*** DATASET RECORDS Section Begins ***
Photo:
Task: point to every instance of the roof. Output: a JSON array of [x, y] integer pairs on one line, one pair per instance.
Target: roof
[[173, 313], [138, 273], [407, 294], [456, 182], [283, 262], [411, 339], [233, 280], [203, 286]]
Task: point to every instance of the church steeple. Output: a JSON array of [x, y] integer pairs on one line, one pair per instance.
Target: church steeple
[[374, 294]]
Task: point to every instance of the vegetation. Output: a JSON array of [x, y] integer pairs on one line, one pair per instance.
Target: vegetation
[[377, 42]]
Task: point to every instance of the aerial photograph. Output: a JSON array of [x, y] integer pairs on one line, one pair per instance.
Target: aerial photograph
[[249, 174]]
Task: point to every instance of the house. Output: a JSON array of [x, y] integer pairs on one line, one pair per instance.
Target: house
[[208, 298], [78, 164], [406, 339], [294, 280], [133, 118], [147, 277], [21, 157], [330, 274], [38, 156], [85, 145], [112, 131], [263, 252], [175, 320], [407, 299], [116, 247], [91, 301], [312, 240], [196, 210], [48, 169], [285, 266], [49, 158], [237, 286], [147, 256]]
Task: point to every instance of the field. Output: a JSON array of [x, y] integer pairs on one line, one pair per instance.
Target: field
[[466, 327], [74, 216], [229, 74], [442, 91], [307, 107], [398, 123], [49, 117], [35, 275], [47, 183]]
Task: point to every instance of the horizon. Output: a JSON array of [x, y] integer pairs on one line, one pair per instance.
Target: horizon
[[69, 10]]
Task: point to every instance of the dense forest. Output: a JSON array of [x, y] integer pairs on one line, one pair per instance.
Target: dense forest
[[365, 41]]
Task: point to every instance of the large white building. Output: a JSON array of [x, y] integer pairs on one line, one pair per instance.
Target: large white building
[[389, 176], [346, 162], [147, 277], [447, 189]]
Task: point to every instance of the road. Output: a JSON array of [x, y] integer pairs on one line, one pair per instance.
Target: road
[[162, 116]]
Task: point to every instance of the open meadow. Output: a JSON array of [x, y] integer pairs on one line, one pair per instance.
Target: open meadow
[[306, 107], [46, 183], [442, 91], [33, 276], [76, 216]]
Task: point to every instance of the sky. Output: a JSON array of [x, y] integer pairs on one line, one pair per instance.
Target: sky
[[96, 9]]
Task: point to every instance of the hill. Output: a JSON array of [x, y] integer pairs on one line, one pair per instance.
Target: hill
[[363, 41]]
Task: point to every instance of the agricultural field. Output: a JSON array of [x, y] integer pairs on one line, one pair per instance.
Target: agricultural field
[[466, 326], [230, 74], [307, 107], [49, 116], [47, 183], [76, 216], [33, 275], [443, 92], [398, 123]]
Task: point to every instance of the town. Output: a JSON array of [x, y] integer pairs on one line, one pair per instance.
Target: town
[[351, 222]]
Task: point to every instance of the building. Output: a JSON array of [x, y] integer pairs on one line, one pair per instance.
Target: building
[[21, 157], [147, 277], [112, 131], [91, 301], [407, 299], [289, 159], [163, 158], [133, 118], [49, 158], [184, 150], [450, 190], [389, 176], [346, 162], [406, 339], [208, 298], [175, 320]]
*** DATASET RECORDS Section Ends ***
▶ _ACTIVITY_: Line by line, reproduce the data above exactly.

▶ _SOLUTION TO THE PROBLEM_:
Photo:
Task: point to every instance of the roof. Output: a JSON array of [x, y] integer pairs on one line, one pair per instance.
Target: roof
[[173, 313], [138, 273], [407, 294], [456, 182], [283, 262], [411, 339], [233, 280], [203, 286]]
Task: point to every instance of the church steeple. Output: a JSON array of [x, y] integer pairs on one line, one pair per instance.
Target: church steeple
[[374, 294]]
Task: point to every instance of the vegetation. Output: a JSON array of [x, y] integer pairs on one line, one pair per instance.
Target: vegetation
[[377, 42]]
Task: point to every instance of the aerial photograph. Output: a JSON array of [x, y] integer pairs on one line, one pair per instance.
Target: aerial photograph
[[249, 174]]
Task: point to every instance of the house. Output: a JSON array of [x, y] integer pairs on one line, one pair per instance.
Target: house
[[208, 298], [78, 164], [406, 339], [294, 280], [133, 118], [147, 277], [21, 157], [330, 274], [38, 156], [85, 145], [112, 131], [263, 252], [175, 320], [407, 299], [116, 247], [91, 301], [312, 240], [196, 210], [48, 169], [285, 266], [49, 158], [237, 286], [147, 256]]
Task: point to every instance of the field. Output: a JSON array of [x, y] integer pairs on one line, one pair per instance.
Target: field
[[466, 327], [74, 216], [229, 74], [442, 91], [307, 107], [398, 123], [49, 117], [35, 275], [47, 183]]
Task: point to every instance of the horizon. Output: a JSON array of [x, y] integer pairs on one line, one pair per instance.
Target: horizon
[[69, 10]]
Task: point to every instance of the dense forest. Output: a JSON array of [x, y] integer pairs on one line, one pair per instance.
Target: dense forest
[[365, 41]]
Task: point to every instance of the large white building. Output: a JSON array of [x, y] integer pairs on one line, one pair per instance.
Target: large white building
[[389, 176], [346, 162], [147, 277], [447, 189]]
Task: point to every instance of the road. Output: a JSON array of [x, y] integer pairs on one line, one pair per instance.
Target: road
[[162, 116]]
Task: point to every instance of the open meadow. Output: a JSON array of [x, y] integer pairs on one line, one pair per instance.
Target: open meadow
[[306, 107], [46, 183], [442, 91], [33, 276], [76, 216]]
Task: point to every instance of the sky. Output: a JSON array of [x, y] integer pairs on one line, one pair per instance.
Target: sky
[[96, 9]]
Task: point to every instance of the hill. Output: a JSON array of [x, y] integer pairs on one line, one pair per instance.
Target: hill
[[363, 41]]
Task: point to every instance of the agricultural field. Output: a JSON array of [x, y] integer pairs on one line, one pair per instance.
Target: agricultural field
[[466, 326], [230, 74], [307, 107], [49, 116], [47, 183], [76, 216], [33, 275], [443, 92], [398, 123]]
Task: point to every instance of the town. Output: a JSON array of [x, y] integer pairs on one line, one pair per instance.
Target: town
[[351, 222]]
Task: point to every instance of the building. Output: a JSON array of [x, y] integer pairs on one line, one pair per instance.
Target: building
[[21, 157], [147, 277], [112, 131], [91, 301], [407, 299], [289, 159], [163, 158], [133, 118], [49, 158], [184, 150], [450, 190], [389, 176], [346, 162], [406, 339], [208, 298], [175, 320]]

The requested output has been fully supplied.